Problem to work on
Copy out exactly the line that contains "JSON array, the" and all lines following it to the end of the data.

Records from a collection:
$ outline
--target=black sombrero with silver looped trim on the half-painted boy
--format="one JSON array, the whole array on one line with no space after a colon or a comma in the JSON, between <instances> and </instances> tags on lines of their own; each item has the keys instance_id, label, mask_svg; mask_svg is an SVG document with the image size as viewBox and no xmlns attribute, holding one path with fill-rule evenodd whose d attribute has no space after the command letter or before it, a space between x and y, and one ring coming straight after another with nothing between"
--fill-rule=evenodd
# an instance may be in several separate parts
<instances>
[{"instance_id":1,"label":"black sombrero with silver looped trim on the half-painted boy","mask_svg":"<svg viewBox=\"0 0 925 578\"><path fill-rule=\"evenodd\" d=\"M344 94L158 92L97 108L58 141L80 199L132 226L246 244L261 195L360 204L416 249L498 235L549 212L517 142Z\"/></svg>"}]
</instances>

Solution for this exercise
--format="one JSON array, the whole array on one line with no space after a colon or a comma in the JSON, between <instances> and </instances> tags on lines of their own; each item has the keys instance_id, label, mask_svg; mask_svg is an SVG document with the image size as viewBox and no xmlns attribute, holding one path with fill-rule evenodd whose d attribute has no space after the command letter or before it, a space between x and y, and one ring coming straight after another with nothing between"
--fill-rule=evenodd
# an instance may be in several separate parts
<instances>
[{"instance_id":1,"label":"black sombrero with silver looped trim on the half-painted boy","mask_svg":"<svg viewBox=\"0 0 925 578\"><path fill-rule=\"evenodd\" d=\"M344 94L158 92L97 108L58 141L80 199L132 226L246 244L261 195L360 204L416 249L498 235L549 212L517 142Z\"/></svg>"}]
</instances>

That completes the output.